Makin Langkanya Premium di Metropolitan Kami

Pertamina
SPBU
Penulis: Muchamad Nafi
12/3/2018, 08.17 WIB

Sudah sepekan imbauan itu tertempel di “dispenser” Stasiun Pengisian Bahan Bakar Umum (SPBU) 34-12306. Manajemen pompa bensin di Jalan Kesehatan Raya, Bintaro, Jakarta Selatan tersebut meminta masyarakat untuk menggunakan bahan bakar  khusus (BBK) milik Pertamina berupa Pertalite dan Pertamax.

“Mengingat keterbatasan BBM (bahan bakar minyak) produk Premium dan Bio Solar,” demikan bunyi lembaran untuk pelanggan di tiap-tiap dispenser bensin. Kebetulan, pada Jumat siang pekan lalu, stok Premium di SPBU ini sedang habis dan menunggu pengiriman baru.

Beberapa waktu terakhir, memang banyak konsumen Premium yang mengeluh dalam memperoleh jenis bensin tersebut. Selain susah menjumpainya seiring sejumlah SPBU yang menghapus penjualan Premium, SPBU yang masih menyediakan pun kerap kehabisan. (Baca pula: Izin Usaha SPBU yang Tidak Jual Premium Terancam Dicabut).

Seperti Abdul Hamid yang Kamis malam dua pekan lalu harus mengisi sepeda motornya dengan Pertalite di SPBU 31.122.03 di kawasan Senayan. Padahal, lelaki 55 tahun yang berprofesi sebagai mitra ojek online ini inginnya membeli Premium.

“Saya kan hidupnya di jalan, jadi tahu susahnya mencari premium,” kata ayah enam anak dan lima cucu ini. Bagi Abdul Hamid, selisih harga Premium dan Pertalite yang terpaut sekitar Rp 1.000 per liter cukup berarti. Dengan mobilitas tinggi, ia mesti bolak-balik ke pompa bensin. Untuk mengisi separuh lebih tanki motornya dengan Pertalite, Hamid mengeluarkan Rp 15 ribu. Nilai rupiahnya dapat lebih sedikit bila ia membeli Premium. “Lumayan sisa Rp 5 ribu bisa buat beli jajan anak.”

Masih maraknya para pencari Premium bisa terlihat di sudut-sudut kota yang SPBU-nya menyediakan bensin jenis ini. Seperti SPBU 31-12402 yang dimiliki dan dikelola Pertamina (company operation company owner/Coco) di bilangan Fatmawati, Jakarta Selatan. Kamis malam itu, sekitar pukul 21.15 WIB, antrean sepeda motor mengular sekitar 15 unit di jalur Premium. Begitu pula antrean mobil yang ekornya hingga ke jalan raya. Kondisi sebaliknya pada lajur Pertamax dan Pertalite.

**DATA DITAMPILKAN:**
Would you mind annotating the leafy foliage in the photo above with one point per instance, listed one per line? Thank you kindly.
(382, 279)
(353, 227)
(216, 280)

**DAFTAR TUGAS:**
1. Menurut teks tentang kelangkaan Premium, mengapa Abdul Hamid lebih ingin membeli Premium daripada Pertalite? Jelaskan dalam satu sampai tiga kalimat.
2. Jawab pertanyaan berikut berdasarkan teks tentang kelangkaan Premium.
(a) Di jalan apa SPBU 34-12306 berada?
(b) Berapa unit sepeda motor yang mengantre di jalur Premium SPBU 31-12402 pada Kamis malam itu?
(c) Berapa umur Abdul Hamid, dan apa profesinya?

**JAWABAN BERURUTAN:**
1. Bagi Abdul Hamid, selisih harga Premium dan Pertalite sekitar Rp 1.000 per liter cukup berarti. Mobilitasnya tinggi sehingga ia harus bolak-balik ke pompa bensin, dan dengan Premium uang yang ia keluarkan bisa lebih sedikit.

2.
(a) Jalan Kesehatan Raya, Bintaro, Jakarta Selatan.
(b) Sekitar 15 unit.
(c) 55 tahun, mitra ojek online.